Render every line of the listing below as a numbered list, omitting any blank lines.

Information given
#####

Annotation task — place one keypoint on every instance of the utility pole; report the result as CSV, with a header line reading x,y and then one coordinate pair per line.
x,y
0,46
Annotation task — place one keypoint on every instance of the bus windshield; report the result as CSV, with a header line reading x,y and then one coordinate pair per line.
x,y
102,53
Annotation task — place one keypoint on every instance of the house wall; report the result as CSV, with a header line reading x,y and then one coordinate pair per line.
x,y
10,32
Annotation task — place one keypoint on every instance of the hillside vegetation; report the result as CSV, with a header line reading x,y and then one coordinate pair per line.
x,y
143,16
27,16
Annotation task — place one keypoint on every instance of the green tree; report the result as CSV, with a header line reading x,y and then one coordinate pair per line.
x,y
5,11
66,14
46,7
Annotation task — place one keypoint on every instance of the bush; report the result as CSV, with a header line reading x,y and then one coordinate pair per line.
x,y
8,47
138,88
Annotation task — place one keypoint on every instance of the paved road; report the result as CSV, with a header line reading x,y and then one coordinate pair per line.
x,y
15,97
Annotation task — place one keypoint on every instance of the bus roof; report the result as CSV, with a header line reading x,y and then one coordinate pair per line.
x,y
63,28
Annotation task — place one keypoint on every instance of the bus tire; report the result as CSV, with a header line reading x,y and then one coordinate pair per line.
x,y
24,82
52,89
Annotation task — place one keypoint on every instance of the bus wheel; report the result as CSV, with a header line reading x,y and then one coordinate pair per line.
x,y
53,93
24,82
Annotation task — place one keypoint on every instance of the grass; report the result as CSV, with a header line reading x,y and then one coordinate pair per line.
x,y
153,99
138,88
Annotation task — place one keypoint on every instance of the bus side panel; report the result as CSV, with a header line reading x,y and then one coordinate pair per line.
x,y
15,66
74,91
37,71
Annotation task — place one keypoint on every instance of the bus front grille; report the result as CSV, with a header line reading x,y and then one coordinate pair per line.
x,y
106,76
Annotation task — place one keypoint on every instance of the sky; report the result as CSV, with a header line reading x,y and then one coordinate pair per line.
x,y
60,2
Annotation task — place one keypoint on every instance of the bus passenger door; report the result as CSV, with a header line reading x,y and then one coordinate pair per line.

#####

Exercise result
1. Annotation task — place one keypoint on every instance of the utility pole; report the result as CSV, with a header line reading x,y and then one coordinate pair per line.
2. x,y
3. 0,46
4. Annotation task — place one keypoint on every instance of the bus windshield; report the result as CSV, with a header line reading x,y and then one coordinate pair per line.
5. x,y
6. 102,53
7. Annotation task — place one keypoint on every instance of the house wall; report the result as CSV, with a header line reading x,y and then one coordinate pair per line.
8. x,y
9. 10,32
10. Annotation task — place one keypoint on every instance of the hillside vegetation; report the result as CSV, with a header line reading x,y and then one coordinate pair per line.
11. x,y
12. 143,16
13. 27,16
14. Annotation task — place one keypoint on every instance of the green tree; report the result as CSV, with a header line reading x,y and then one coordinate pair per line.
15. x,y
16. 5,11
17. 66,14
18. 46,7
19. Annotation task — place one keypoint on every instance of the bush; report the result as CSV, with a header line reading x,y and then one coordinate pair per line.
20. x,y
21. 8,47
22. 138,88
23. Annotation task — place one keypoint on every instance of the paved road; report the result as CSV, with a header line reading x,y and then one coordinate pair per line.
24. x,y
25. 15,97
26. Annotation task — place one keypoint on every instance of the bus roof; report the result as CSV, with a header line reading x,y and then one coordinate pair per line.
27. x,y
28. 63,28
29. Annotation task — place one keypoint on every instance of the bus tire; report the result as CSV, with a header line reading x,y and then one coordinate pair per line.
30. x,y
31. 24,82
32. 52,89
33. Annotation task — place one keypoint on every instance of the bus wheel; report the result as CSV, with a header line reading x,y and then one coordinate pair per line.
34. x,y
35. 53,93
36. 24,82
37. Annotation task — place one keypoint on every instance of the grass; report the result as CSV, with a header line reading x,y and then one coordinate pair per line.
38. x,y
39. 153,99
40. 138,88
41. Annotation task — place one keypoint on every instance of the bus side panel; report the result as CSV, with a header line reading x,y and then one coordinate pair per line.
42. x,y
43. 15,66
44. 74,91
45. 37,71
46. Annotation task — place one keypoint on every instance of the bus front grille; report the result as CSV, with a header line reading x,y and then one coordinate pair per line.
47. x,y
48. 106,76
49. Annotation task — place one keypoint on every instance of the sky; report the result as CSV, with a header line reading x,y and then one coordinate pair per line.
50. x,y
51. 60,2
52. Annotation task — place one keypoint on every instance of the bus passenger door; report the result as CSV, with a header line reading x,y and then one coordinate pair per line.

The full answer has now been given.